In 1858, a group of prospectors from Georgia making their way out to the gold fields in Oregon and California found gold along Cherry Creek near the Rocky Mountains of Colorado. Located near its confluence with the South Platte River, this strike marked the location of what would soon become known as the City of Denver. Word of a new gold field spread much more quickly than the discoveries in California, for within a few months prospectors where rushing to land they had only heard of in rumor.
Ohio-born brothers Milton E. Clark and Austin M. Clark, and Emanuel H. Gruber founded their first bank at Leavenworth, Kansas Territory, in 1859. In January 1860, they purchased land in Denver City, and on July 10 the Clark, Gruber & Company Bank and Mint opened for business.
The Denver operation was distinctly different from their original bank in Leavenworth or subsequent offices in General City, Colorado Territory, or Salt Lake City, Utah. Initially, the company bought gold dust and transported it by wagon from Colorado to Kansas, then to be shipped east by train where it was eventually manufactured into either coins or bullion. Since the costs associated with the shipment, safeguarding and insurance for the gold dust where extremely high, and the average turn-around time for processing could be as long as three months, the company elected to purchase their own minting equipment in 1859. This was completed by Milton Clark who traveled to Philadelphia for the equipment and shipped it out to his brother and Gruber in Denver that same year.

* WORK INSTRUCTIONS *
1. In the Denver history passage, replace "Leavenworth" with "Lawrence" and write out the part running from "Ohio-born brothers Milton" up to and including "opened for business.".
2. Answer these questions from the Denver history passage:
(a) In what year did prospectors find gold along Cherry Creek?
(b) On what date did the Clark, Gruber & Company Bank and Mint open for business?
(c) To which city did Milton Clark travel for the minting equipment?

* DATA EXCERPTS *
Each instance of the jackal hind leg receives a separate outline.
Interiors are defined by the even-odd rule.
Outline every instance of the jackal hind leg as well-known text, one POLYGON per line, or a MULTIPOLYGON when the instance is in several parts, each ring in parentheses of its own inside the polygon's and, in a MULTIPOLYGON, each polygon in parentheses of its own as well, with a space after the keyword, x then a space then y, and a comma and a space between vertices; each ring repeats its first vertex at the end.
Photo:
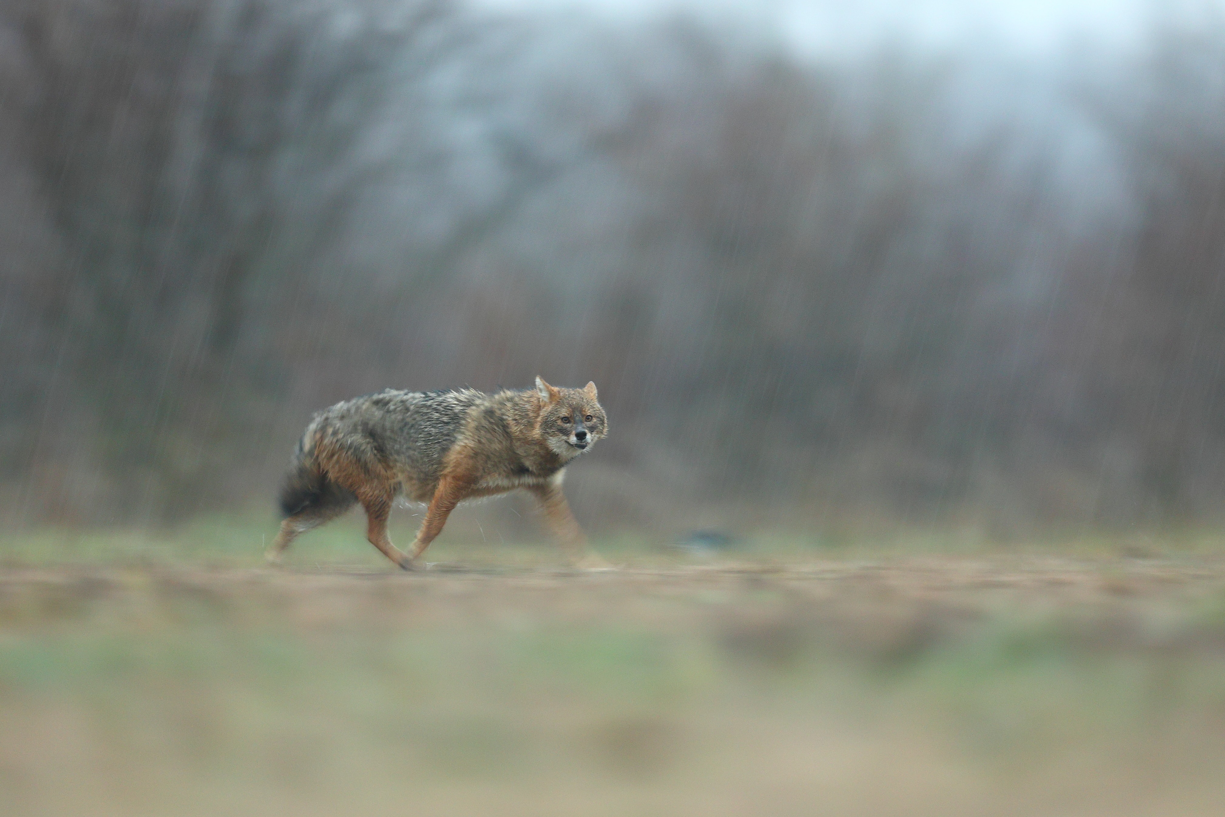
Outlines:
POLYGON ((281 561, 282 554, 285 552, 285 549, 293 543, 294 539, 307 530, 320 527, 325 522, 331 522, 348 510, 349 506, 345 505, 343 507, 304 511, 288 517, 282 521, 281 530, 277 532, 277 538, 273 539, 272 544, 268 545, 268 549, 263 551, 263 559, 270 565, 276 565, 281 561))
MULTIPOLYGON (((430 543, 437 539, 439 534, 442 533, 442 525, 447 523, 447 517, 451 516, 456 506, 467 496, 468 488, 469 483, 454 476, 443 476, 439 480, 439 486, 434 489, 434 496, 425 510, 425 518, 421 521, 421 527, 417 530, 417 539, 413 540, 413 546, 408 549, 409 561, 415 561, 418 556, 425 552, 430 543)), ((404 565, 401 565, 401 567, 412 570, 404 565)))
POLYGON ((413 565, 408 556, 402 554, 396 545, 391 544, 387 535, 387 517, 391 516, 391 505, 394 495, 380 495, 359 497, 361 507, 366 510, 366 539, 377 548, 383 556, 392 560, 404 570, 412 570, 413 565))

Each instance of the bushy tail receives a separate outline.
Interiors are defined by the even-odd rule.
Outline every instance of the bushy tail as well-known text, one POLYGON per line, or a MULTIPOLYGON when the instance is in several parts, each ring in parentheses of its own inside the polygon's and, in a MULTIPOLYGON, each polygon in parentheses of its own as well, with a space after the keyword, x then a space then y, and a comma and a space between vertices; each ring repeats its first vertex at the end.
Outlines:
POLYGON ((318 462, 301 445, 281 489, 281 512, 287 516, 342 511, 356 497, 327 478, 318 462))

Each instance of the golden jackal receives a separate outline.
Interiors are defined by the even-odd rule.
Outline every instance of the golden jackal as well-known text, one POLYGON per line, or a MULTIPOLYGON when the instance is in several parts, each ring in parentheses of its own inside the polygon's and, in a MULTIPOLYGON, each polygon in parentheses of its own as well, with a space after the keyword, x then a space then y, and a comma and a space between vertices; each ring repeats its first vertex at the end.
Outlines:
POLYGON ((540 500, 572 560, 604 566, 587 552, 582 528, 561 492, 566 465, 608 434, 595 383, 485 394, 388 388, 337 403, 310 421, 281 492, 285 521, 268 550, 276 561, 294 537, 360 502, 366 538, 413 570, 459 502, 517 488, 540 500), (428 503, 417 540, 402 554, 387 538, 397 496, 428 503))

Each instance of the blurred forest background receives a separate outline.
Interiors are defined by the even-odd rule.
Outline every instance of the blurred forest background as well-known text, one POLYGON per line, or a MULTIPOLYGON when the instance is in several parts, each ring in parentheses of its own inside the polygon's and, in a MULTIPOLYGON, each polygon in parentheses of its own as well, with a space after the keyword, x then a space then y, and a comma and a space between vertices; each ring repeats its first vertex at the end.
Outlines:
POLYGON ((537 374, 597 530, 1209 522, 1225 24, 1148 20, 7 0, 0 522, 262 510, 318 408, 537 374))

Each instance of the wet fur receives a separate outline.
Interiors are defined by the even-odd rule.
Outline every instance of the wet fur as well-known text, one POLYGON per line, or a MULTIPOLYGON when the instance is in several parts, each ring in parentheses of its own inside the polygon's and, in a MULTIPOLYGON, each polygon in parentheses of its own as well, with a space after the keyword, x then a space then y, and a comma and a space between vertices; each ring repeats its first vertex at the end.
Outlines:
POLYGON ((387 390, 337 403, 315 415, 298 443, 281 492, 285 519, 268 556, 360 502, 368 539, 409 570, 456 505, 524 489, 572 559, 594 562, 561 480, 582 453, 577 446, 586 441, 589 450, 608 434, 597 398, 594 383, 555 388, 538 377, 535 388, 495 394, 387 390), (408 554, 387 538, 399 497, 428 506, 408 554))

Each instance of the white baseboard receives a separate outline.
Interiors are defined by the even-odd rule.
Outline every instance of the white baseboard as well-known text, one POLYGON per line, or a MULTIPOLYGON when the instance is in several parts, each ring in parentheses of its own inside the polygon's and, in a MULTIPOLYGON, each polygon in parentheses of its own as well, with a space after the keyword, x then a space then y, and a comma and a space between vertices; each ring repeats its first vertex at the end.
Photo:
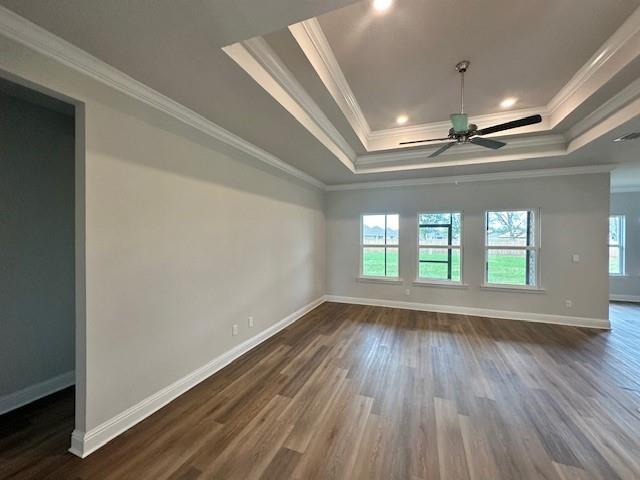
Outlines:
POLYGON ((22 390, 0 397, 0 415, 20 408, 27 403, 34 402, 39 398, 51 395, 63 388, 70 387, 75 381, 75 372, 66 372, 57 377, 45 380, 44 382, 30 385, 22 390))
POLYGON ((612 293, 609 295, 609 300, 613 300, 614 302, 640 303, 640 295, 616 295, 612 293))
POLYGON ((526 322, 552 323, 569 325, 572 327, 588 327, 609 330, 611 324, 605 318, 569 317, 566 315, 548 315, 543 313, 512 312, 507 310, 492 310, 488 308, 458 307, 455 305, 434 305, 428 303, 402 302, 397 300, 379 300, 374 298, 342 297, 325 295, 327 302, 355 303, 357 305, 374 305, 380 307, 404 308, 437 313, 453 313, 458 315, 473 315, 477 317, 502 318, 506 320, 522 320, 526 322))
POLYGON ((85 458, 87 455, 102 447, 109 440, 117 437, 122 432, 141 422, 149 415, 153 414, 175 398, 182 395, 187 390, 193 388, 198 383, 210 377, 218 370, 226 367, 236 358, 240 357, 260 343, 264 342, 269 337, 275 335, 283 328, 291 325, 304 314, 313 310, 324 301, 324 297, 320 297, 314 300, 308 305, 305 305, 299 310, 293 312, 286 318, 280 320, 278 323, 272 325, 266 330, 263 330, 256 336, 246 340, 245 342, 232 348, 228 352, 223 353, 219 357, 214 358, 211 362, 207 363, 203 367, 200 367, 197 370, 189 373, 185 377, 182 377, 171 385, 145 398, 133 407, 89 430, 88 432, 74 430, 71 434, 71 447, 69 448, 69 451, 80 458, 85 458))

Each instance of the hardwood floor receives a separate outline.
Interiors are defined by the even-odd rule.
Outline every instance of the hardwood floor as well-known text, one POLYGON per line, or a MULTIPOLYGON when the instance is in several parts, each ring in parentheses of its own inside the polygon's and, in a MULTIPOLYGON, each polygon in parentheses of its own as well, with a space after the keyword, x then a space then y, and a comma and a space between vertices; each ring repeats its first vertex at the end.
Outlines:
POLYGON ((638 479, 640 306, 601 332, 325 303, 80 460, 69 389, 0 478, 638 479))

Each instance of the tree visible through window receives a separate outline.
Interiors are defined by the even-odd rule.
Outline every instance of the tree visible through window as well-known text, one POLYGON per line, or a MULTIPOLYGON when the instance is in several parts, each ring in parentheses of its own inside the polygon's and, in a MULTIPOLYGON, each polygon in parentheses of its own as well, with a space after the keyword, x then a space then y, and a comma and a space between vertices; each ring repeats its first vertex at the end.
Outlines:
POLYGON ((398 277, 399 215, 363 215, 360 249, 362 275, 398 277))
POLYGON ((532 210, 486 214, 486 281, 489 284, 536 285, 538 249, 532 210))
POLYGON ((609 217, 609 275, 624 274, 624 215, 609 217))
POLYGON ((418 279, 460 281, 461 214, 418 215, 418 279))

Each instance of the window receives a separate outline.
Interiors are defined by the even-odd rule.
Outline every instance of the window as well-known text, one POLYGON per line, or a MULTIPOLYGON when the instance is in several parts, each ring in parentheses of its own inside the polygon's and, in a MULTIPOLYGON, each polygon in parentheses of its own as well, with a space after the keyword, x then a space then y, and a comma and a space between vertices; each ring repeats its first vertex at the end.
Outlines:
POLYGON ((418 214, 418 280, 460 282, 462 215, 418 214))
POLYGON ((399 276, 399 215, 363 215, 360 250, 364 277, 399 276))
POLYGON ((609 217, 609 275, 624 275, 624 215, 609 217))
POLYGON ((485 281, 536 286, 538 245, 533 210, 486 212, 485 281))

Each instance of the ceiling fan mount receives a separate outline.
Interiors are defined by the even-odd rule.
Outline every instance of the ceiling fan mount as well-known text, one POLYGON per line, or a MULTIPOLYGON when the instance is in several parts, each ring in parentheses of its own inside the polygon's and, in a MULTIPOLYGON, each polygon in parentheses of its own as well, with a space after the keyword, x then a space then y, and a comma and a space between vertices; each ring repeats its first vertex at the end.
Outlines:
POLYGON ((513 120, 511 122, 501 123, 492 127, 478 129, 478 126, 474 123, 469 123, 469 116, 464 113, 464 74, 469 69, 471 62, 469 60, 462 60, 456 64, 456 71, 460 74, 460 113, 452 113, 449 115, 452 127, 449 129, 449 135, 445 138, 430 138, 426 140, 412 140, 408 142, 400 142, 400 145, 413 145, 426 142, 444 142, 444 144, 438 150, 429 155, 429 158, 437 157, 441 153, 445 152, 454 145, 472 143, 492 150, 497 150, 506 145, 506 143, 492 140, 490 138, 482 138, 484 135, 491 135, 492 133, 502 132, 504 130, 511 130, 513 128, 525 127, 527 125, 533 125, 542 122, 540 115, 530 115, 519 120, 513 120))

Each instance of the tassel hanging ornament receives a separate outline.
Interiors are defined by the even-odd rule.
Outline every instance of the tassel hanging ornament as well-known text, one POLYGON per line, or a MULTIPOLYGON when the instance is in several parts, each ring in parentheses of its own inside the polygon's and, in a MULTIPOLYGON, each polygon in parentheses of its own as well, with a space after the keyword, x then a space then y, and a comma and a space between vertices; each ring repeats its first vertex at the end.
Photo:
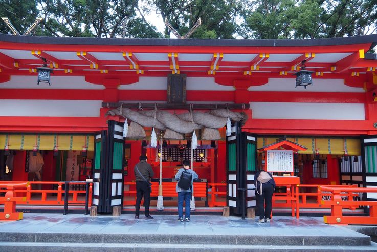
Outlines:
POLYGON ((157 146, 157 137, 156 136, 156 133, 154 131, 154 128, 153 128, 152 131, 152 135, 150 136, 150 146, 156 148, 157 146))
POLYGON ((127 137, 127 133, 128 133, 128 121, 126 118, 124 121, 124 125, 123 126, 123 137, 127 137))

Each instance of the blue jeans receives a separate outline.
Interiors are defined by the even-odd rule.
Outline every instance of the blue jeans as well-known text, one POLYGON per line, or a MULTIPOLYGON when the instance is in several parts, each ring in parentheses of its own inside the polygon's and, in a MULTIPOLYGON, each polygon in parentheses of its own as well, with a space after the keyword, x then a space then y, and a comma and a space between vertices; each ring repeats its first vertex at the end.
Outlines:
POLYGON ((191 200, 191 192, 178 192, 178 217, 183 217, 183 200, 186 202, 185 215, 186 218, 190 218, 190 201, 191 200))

* ANSWERS BY ITEM *
1.
Ohio-born brothers Milton E. Clark and Austin M. Clark, and Emanuel H. Gruber founded their first bank at Lawrence, Kansas Territory, in 1859. In January 1860, they purchased land in Denver City, and on July 10 the Clark, Gruber & Company Bank and Mint opened for business.

2.
(a) 1858
(b) July 10, 1860
(c) Philadelphia